■ Selection:
The 59-year-old Californian got on them in practice this week, which only served to boost his confidence heading into Thursday. He landed an 8-pounder and a 5-pounder in two key spots he fished on day one in practice. Those areas had slightly stained water and were holding fish just starting to move up for the spawn. On a lake like Mead, stained water is hard to come by, but the steady, strong winds seem to be helping in Leber’s cause.

His approach has been fairly simple so far: Find shallow, stained water, preferably with some vegetation such as tulies or grass, and rely on a swim jig and swimbait to entice a reaction bite. While many others are fishing slow with finesse tactics, it’s slow power-fishing that’s serving Leber well.

His swim jig of choice this week is a 3/8- or 1/2-ounce Strike King KVD swim jig with a Strike King Rage Tail Craw trailer, both in green pumpkin with some other accents. For swimbaits, he’s using a 3.8 and 4.8 Keitech Swing Impact FAT on an Owner head.

His plan to replicate success on day two? Do it all pretty much the same.

“I’m going to start at the same spot tomorrow, and if I don’t catch them by 11 [o’clock], I’m going to run to my other spot,” he says. “I laid off them in practice [at those spots].”

■ Given records:
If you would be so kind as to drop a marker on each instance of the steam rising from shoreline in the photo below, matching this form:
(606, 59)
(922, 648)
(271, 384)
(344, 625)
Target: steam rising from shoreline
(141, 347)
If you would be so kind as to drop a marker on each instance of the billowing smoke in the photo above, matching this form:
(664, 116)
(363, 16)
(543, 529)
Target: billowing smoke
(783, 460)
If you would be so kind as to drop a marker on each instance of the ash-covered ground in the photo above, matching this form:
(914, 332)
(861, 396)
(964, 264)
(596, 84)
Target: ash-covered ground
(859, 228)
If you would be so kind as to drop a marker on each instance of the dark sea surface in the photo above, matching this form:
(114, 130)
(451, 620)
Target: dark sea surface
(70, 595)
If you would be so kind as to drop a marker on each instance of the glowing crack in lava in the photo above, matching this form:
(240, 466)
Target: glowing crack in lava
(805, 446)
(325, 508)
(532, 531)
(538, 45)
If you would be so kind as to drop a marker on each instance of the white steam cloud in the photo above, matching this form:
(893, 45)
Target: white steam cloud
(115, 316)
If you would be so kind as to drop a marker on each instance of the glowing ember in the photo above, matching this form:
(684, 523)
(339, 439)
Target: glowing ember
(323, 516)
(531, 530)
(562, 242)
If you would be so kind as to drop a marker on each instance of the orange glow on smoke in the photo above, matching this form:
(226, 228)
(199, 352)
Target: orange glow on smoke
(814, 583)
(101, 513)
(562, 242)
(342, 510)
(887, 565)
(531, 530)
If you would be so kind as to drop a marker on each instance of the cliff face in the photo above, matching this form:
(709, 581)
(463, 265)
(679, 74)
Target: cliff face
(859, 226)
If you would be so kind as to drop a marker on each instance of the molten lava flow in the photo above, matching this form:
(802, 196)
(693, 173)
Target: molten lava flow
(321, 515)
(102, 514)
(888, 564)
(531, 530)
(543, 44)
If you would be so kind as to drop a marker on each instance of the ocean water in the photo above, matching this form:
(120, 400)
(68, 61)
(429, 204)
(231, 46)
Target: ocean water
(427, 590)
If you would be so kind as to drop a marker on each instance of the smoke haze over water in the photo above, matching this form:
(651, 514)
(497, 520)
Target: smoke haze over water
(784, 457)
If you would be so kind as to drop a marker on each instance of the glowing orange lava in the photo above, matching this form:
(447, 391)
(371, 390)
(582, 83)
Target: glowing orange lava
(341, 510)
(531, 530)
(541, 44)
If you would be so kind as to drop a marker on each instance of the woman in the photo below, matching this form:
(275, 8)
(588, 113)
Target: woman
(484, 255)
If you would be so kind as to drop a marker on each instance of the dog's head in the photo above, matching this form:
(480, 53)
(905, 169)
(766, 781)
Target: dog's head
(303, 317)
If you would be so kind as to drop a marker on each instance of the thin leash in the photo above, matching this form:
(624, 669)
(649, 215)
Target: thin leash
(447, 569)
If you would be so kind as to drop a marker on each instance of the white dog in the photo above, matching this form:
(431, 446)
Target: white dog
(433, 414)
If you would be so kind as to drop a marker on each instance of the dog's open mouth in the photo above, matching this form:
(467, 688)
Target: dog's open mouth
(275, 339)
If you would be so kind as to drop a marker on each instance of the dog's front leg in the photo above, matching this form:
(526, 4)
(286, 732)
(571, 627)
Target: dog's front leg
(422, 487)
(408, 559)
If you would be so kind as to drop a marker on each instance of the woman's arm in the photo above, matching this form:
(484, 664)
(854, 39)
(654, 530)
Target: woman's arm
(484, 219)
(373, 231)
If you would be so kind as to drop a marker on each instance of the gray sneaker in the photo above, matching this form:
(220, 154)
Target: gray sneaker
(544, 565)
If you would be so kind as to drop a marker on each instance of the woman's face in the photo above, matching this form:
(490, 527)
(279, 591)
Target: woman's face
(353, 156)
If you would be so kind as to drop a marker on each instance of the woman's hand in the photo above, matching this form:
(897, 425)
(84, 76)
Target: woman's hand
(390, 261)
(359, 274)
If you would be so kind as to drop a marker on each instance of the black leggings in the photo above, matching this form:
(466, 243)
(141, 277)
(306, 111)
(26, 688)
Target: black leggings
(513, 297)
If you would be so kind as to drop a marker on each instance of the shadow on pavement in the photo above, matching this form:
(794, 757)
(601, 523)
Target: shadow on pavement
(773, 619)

■ Complete the following:
(a) In the Lake Mead fishing report, what trailer does Leber pair with his swim jig this week?
(b) Extend the Lake Mead fishing report with a few more sentences that pick up after its closing quote.

■ The answers:
(a) A Strike King Rage Tail Craw, in green pumpkin with some other accents.

(b)
Despite having a late boat draw and having to break in his new Nitro Z21 during the practice period, Leber made the most of his first session on Mead. He has an early boat draw on Friday, and with his spots already singled out, he’ll have a chance to find out exactly how many fish are left for the rest of the tournament. If the weather holds, fish will likely continue to move up to spawn, giving Leber more chances to employ the shallow-water techniques that work so well on California’s shallow, grass-heavy fisheries.

Still, Mead is fishing tough so far, despite the 15-plus-pounds it afforded Leber on day one. He only caught six fish in total (and lost a couple), so getting some quality bites might once again come down to preparation, skill and a little luck. In Vegas, sometimes a little luck is all you can ask for.


Top 10 Pros

1. Brett Leber – Dixon, Calif. – 15-12 (5)

2. Wade Curtiss – Lincoln, Calif. – 14-2 (5)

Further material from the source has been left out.